• **DATASET ENTRIES**:
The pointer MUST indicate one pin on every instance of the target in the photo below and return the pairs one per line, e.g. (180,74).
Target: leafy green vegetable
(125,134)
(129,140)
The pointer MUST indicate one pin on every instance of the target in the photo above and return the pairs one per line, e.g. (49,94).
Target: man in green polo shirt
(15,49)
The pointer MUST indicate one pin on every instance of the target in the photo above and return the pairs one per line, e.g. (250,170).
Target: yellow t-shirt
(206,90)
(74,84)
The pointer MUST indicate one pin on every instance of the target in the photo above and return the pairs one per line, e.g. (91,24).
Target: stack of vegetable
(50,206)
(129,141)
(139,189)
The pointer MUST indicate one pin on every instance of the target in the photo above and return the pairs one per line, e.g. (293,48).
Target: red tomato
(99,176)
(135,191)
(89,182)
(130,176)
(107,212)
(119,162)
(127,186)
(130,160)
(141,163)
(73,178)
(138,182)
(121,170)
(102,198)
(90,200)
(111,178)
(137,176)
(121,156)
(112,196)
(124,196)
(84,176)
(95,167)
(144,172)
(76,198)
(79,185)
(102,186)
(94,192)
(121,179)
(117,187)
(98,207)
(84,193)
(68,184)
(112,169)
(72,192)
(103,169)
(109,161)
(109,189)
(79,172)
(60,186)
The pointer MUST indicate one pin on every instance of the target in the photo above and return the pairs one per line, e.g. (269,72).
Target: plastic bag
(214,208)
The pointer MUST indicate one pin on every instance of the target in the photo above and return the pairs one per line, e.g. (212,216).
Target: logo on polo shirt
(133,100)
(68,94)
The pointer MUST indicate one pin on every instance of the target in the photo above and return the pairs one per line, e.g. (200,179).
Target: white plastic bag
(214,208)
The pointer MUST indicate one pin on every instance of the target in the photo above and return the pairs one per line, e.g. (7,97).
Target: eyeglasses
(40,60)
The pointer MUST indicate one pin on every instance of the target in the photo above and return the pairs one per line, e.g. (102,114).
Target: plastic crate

• **ACTION ITEM**:
Could the data above be set down exactly, in full?

• **TASK RESPONSE**:
The pointer MUST indicate one pin on every instance of the target in the photo below and return the pairs one per line, e.g. (180,74).
Target: leafy green vegetable
(125,134)
(129,140)
The pointer MUST indicate one pin on every instance of the target in the photo above and return the pairs one per line, e.g. (49,94).
Target: man in green polo shirt
(15,49)
The pointer MUST indicate one pin on every instance of the target in the photo above and return the pairs one per line, e.g. (250,170).
Target: yellow t-shirt
(206,90)
(74,84)
The pointer MUST indicate one pin on every instance of the target in the photo above and return the pairs one per line, e.g. (91,24).
Target: stack of vegetable
(50,206)
(129,141)
(139,189)
The pointer MUST indicate one pin on every instance of the target in the photo above and return the pairs one per line, e.g. (293,48).
Target: red tomato
(99,176)
(135,191)
(89,182)
(130,176)
(107,212)
(119,162)
(127,186)
(130,160)
(141,163)
(73,178)
(138,182)
(121,170)
(102,198)
(90,200)
(111,178)
(137,176)
(121,156)
(112,196)
(124,196)
(84,176)
(95,167)
(144,172)
(76,198)
(79,185)
(102,186)
(94,192)
(121,179)
(117,187)
(98,207)
(84,193)
(68,184)
(112,169)
(72,192)
(103,169)
(109,161)
(109,189)
(79,172)
(60,186)
The pointer MUST indicate one pin on every instance of the target in the photo above and return the pairs one per line, e.g. (269,72).
Target: plastic bag
(214,208)
The pointer MUST indicate one pin on every instance of the target in the photo above and return the pairs one per line, e.g. (212,216).
Target: logo on polo shirt
(133,100)
(68,94)
The pointer MUST indicate one pin on every instance of the target in the photo above and return the pairs one per line, e.g. (200,179).
Target: white plastic bag
(214,208)
The pointer MUST indicate one pin on every instance of the target in the photo above and return the pairs one per line, e.g. (7,97).
Target: eyeglasses
(40,60)
The pointer MUST indicate one pin on every instance of the target in the photo above and return the pairs one per line, e.g. (102,114).
Target: plastic crate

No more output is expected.